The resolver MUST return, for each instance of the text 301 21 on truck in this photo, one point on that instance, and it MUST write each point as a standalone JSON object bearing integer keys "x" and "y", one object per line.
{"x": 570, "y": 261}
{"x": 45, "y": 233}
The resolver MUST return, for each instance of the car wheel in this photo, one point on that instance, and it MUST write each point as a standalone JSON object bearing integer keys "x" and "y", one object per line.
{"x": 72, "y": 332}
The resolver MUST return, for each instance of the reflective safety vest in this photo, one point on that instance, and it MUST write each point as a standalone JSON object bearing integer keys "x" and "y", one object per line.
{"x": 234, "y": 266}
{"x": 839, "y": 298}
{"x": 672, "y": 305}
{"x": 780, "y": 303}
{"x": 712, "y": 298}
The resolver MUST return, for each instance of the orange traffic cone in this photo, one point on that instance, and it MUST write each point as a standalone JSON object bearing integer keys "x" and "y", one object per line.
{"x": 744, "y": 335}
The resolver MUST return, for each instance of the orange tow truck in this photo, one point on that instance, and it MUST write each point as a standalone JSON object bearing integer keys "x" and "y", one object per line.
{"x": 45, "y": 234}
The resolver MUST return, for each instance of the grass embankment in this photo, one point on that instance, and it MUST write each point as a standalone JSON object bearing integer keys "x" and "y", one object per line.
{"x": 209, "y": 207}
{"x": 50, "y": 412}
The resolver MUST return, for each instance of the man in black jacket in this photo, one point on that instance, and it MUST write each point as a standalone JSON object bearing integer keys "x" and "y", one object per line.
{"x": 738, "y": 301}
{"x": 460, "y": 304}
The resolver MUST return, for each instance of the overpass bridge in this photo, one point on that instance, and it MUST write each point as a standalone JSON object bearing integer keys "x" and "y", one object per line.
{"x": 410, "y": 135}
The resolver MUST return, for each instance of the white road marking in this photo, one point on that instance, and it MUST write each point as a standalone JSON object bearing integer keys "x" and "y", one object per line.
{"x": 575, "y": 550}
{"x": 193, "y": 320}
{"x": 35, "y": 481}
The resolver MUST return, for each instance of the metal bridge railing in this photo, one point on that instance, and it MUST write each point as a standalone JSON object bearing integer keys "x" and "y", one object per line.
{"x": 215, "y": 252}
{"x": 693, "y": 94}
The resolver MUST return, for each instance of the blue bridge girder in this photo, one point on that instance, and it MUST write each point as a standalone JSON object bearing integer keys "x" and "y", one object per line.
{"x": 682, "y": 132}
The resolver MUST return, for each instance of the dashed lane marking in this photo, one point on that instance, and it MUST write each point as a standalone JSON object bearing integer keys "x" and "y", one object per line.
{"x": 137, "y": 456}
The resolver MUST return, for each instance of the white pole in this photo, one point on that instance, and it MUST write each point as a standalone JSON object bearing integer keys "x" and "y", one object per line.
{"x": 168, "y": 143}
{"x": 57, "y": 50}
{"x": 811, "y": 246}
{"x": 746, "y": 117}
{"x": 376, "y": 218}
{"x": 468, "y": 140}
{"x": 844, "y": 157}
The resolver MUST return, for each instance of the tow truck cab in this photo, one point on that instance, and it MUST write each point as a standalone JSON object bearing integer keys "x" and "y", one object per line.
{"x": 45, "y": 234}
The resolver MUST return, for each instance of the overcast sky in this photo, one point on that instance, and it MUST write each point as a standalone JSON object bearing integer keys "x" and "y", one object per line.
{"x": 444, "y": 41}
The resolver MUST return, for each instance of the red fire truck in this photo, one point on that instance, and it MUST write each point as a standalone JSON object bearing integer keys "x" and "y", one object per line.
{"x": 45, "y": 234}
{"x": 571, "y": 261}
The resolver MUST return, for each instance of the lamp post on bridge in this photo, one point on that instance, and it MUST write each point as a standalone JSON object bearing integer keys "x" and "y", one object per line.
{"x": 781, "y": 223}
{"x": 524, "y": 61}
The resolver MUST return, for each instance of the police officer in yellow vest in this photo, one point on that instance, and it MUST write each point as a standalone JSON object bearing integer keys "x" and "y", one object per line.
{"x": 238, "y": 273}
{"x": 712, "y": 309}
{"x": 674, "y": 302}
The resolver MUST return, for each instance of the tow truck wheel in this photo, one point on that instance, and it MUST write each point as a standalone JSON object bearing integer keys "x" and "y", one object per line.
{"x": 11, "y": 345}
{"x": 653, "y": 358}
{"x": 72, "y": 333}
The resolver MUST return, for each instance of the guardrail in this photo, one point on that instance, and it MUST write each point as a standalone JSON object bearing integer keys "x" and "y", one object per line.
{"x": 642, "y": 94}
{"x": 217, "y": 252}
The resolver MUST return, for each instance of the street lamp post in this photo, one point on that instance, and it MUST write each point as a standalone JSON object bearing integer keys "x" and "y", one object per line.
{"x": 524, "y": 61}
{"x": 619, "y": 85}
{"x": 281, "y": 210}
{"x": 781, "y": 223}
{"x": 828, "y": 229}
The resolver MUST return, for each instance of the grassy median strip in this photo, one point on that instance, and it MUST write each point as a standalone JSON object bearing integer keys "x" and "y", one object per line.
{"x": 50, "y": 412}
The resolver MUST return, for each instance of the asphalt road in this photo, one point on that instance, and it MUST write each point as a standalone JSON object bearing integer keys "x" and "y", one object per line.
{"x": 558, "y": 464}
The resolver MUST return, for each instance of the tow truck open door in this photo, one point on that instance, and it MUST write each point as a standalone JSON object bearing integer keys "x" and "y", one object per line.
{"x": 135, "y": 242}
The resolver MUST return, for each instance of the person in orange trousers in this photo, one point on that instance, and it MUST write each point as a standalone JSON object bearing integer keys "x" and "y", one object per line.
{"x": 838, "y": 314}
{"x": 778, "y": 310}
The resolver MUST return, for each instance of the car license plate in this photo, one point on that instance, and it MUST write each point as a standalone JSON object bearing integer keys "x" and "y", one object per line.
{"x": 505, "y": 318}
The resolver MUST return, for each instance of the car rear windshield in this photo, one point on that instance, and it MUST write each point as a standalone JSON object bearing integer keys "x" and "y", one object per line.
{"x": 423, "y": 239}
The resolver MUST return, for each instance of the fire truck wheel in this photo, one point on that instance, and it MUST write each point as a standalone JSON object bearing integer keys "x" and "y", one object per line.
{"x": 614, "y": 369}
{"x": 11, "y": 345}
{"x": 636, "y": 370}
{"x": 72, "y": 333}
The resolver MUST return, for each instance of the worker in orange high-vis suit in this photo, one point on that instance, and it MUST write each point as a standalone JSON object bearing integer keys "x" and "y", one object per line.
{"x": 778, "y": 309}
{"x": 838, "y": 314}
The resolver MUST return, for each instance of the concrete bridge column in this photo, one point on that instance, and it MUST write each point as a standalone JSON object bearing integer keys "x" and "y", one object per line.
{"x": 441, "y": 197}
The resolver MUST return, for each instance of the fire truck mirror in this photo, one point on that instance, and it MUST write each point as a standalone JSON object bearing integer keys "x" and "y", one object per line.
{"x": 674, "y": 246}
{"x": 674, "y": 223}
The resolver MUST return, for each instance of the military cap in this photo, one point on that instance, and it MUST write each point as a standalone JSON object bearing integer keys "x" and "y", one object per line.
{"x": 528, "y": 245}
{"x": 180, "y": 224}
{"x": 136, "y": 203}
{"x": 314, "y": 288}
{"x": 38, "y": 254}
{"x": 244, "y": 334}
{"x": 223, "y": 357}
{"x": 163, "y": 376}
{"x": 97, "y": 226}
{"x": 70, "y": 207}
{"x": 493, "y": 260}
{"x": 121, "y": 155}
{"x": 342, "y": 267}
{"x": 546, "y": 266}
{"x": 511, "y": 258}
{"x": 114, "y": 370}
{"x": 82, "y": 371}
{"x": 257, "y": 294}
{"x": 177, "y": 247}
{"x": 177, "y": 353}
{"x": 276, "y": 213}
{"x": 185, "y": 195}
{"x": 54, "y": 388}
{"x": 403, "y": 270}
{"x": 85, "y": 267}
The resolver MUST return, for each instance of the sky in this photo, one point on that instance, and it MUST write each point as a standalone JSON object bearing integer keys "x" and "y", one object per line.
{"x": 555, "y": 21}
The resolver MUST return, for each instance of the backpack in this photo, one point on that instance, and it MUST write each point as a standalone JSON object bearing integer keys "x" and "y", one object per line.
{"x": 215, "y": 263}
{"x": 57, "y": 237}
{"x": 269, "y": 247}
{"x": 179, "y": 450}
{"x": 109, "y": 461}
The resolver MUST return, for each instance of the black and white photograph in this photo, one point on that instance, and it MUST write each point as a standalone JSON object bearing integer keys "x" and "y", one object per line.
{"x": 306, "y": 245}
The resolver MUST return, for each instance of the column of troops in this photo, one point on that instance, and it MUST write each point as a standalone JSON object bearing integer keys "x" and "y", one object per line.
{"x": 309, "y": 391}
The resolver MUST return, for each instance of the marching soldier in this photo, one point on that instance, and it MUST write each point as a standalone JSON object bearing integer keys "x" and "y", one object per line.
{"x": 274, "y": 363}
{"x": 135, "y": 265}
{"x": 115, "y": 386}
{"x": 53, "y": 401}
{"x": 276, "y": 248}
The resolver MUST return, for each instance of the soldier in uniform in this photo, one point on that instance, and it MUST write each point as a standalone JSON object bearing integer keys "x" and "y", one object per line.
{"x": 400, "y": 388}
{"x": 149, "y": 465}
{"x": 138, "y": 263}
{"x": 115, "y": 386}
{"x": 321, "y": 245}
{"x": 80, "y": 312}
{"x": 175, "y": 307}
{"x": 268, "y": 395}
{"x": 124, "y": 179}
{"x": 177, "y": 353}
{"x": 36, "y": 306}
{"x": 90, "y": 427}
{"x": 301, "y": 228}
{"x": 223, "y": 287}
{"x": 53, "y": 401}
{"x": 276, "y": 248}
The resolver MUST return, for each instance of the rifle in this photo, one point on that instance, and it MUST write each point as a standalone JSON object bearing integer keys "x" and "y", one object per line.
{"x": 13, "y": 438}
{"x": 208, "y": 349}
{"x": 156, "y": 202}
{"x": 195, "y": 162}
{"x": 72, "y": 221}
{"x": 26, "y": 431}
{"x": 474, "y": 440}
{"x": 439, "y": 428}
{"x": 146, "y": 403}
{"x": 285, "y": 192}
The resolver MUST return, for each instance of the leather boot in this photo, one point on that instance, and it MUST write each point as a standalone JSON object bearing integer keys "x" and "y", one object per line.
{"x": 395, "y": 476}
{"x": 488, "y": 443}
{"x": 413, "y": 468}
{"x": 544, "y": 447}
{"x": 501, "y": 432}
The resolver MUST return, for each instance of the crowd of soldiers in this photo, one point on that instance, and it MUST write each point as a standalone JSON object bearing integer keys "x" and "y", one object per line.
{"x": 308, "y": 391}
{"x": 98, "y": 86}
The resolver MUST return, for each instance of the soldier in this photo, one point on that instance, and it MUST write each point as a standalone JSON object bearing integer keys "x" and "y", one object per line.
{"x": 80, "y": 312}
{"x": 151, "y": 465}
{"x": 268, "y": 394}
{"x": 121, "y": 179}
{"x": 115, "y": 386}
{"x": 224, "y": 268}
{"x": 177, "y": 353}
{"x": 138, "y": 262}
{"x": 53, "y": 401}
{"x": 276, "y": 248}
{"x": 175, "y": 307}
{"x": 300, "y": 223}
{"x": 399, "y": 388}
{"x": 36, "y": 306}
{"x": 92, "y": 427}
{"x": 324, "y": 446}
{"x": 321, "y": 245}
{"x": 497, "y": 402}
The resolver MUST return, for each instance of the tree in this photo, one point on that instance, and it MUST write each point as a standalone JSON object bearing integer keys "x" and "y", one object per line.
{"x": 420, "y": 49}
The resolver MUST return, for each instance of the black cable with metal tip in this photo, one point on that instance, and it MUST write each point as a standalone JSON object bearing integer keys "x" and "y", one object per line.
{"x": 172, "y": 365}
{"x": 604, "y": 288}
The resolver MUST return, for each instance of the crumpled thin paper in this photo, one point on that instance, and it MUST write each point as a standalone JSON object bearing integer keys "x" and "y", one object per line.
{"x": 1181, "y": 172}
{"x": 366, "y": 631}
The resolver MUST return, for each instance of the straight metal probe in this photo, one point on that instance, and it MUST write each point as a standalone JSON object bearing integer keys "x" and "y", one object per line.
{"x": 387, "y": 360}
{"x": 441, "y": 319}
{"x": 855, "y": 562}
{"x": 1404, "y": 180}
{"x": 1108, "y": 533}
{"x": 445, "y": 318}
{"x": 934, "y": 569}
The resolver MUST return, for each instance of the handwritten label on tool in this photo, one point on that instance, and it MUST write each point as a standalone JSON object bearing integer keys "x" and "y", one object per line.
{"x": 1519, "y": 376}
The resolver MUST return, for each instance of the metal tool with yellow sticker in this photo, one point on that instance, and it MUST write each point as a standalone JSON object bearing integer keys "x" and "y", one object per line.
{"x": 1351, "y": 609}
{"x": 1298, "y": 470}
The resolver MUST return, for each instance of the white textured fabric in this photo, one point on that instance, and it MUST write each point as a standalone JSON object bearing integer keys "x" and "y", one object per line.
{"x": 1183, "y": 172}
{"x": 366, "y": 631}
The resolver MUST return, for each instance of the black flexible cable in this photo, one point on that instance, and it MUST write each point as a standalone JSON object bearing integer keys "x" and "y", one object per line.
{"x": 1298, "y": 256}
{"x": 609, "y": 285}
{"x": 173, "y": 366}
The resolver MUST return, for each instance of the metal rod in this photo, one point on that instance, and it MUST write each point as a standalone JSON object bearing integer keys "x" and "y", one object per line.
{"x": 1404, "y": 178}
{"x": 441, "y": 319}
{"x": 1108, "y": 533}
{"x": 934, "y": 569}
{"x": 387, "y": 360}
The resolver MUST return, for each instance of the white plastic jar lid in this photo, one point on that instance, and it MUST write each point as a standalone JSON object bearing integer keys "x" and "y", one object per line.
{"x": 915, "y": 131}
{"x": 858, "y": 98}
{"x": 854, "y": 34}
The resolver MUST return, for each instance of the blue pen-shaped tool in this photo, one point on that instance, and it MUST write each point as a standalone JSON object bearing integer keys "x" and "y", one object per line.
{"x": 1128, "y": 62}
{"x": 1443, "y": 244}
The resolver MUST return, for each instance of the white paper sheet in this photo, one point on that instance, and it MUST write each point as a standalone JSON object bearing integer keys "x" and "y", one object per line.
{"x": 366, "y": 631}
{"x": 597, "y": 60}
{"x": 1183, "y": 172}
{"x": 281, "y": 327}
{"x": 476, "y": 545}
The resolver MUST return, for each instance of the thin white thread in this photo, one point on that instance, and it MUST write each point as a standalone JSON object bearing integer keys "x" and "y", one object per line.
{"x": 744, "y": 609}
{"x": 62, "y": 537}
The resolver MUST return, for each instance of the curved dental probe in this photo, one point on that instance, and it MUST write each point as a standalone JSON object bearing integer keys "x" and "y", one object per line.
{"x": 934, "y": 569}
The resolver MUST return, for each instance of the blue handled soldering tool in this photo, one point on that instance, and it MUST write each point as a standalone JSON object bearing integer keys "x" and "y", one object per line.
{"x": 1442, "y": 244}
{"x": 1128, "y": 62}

------------------------------------------------------------

_Your objective:_
Please reproduce the records above, starting at the line that contains "The resolver MUST return, for each instance of the curved" and ending at the last line of the records, both included. Multiply every x and y coordinate in the answers by 2.5 and round to whole numbers, with halves rounded up, and leave all other lines unchanged.

_Exercise answer:_
The resolver MUST return, for each instance of the curved dental probe in this photo, one point on that instance, and it MUST write each point as a standalone JSON object bearing integer keys "x" and "y", one object per line.
{"x": 2335, "y": 1423}
The resolver MUST return, for each instance of the blue handled soldering tool in this photo, one point on that instance, and it MUST write each point as a standalone JSON object bearing integer keys "x" and "y", one object per line.
{"x": 3605, "y": 610}
{"x": 2820, "y": 155}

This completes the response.